What is the cloud?
I have been asked this question by friends and clients alike. The answer is simple and a bit
complicated at the same time, from a hardware standpoint. So, lets break it down. The name comes
from the concept of Cloud Computing. This concept was best described by Linus from Linus’ Tech Tips;
“In the same way that a normal cloud is a dense cluster of water molecules that appears as a single
object from distance; a computing cloud, is a dense cluster of computers working together in such a way
that to a normal observer; it appears to be one giant computing resource. Essentially the “cloud” is just
rented hard drive space on someone else’s computer or datacenter. While this is the quickest and least
technical answer for your average “non-techie”, there are a lot of reasons the cloud is becoming such a
prevalent technology in business today.

▶ [Provided material]
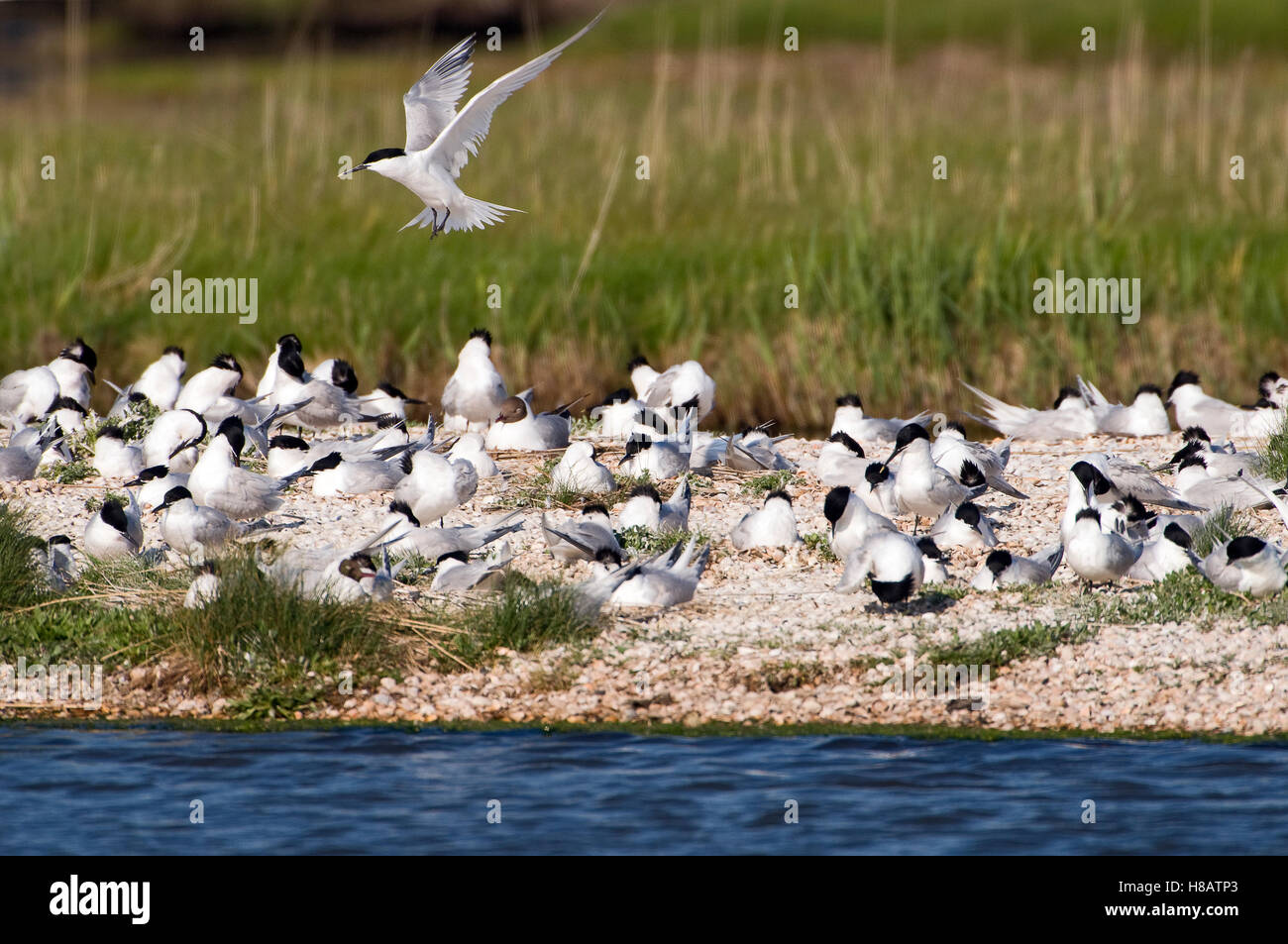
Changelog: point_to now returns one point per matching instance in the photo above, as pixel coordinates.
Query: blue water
(394, 792)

▶ [Actions to take]
**A.** Answer these about the piece on the cloud, one line each:
(i) Who has asked the writer what the cloud is?
(ii) Who gave the description of cloud computing that the writer quotes?
(iii) What does the writer say the "cloud" essentially is?
**B.** List every person or group of people that the piece on the cloud mentions, including the unnamed ones.
**C.** Go on writing the piece on the cloud from its last sentence, in the same plain voice.

▶ [Response list]
**A.**
(i) Friends and clients.
(ii) Linus from Linus' Tech Tips.
(iii) Rented hard drive space on someone else's computer or datacenter.

**B.**
- Friends
- Clients
- Linus from Linus' Tech Tips
- A normal observer
- Someone else, whose computer or datacenter holds the rented space
- The average "non-techie"

**C.**
With cloud storage, your data is stored at large Data Centers where it is split
over multiple hard drives. This is done to provide easily recoverable information in the event a single
hard drive fails. Without heavily going into the concepts of RAID (redundant array of independent
disks) storage, this is RAID employed on a massive scale. These data centers also employ ethernet and
power redundancy. In the event of a total blackout of a site, your data is typically backed up at another
location elsewhere in the world, at a place known as failover site. If one site goes down, the other
seamlessly picks up where the first left off; providing customers a seemingly flawless experience with
zero data loss. For a low monthly fee, customers can safely store their information, contacts, photos,
documents, web pages and more. All of this is done without needing to employ costly hardware and IT
services to maintain and manage your personal or company data.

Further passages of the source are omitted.